■ **TASK BRIEF**: Extract every line starting at the line that contains "Place one keypoint on each instance of the chain" and ending with the final line of the data, inclusive; give only those lines, word for word.

■ **MATERIAL SHOWN**:
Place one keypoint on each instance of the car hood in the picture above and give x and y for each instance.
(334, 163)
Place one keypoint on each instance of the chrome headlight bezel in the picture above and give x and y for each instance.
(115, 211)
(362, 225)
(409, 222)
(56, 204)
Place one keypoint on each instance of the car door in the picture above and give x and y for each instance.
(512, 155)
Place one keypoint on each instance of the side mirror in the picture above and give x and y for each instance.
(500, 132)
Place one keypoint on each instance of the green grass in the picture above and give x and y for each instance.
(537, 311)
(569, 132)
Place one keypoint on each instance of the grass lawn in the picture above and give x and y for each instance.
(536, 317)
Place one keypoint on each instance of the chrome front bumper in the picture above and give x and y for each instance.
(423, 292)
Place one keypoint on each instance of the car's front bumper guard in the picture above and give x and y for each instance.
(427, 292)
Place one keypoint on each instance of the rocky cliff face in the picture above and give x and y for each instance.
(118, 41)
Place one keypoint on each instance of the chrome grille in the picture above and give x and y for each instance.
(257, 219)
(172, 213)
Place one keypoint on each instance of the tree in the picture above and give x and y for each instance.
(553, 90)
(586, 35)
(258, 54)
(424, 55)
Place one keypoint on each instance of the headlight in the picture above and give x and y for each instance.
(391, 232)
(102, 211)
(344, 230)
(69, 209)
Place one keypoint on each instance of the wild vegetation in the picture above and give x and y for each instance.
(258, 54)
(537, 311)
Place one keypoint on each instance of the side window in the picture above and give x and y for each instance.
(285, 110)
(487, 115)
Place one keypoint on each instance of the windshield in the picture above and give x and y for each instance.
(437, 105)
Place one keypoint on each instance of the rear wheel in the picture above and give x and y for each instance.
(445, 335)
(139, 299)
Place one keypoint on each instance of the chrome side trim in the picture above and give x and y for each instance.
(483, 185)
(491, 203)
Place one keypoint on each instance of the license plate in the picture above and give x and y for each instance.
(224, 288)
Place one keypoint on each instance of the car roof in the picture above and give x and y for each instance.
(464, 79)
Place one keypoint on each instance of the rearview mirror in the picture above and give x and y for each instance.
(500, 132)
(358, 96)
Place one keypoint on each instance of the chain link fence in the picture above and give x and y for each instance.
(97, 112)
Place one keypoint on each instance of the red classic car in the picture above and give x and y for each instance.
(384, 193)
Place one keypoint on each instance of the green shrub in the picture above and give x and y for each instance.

■ **EXERCISE RESPONSE**:
Place one keypoint on each instance of the chain link fence in the picture above and give x and y for each instance.
(97, 112)
Place one keypoint on each instance of the red classic car in the picture above and give x and y for each instance.
(384, 193)
Place one keypoint on each instance of the green shrub in the picture above and give x and y for each instance.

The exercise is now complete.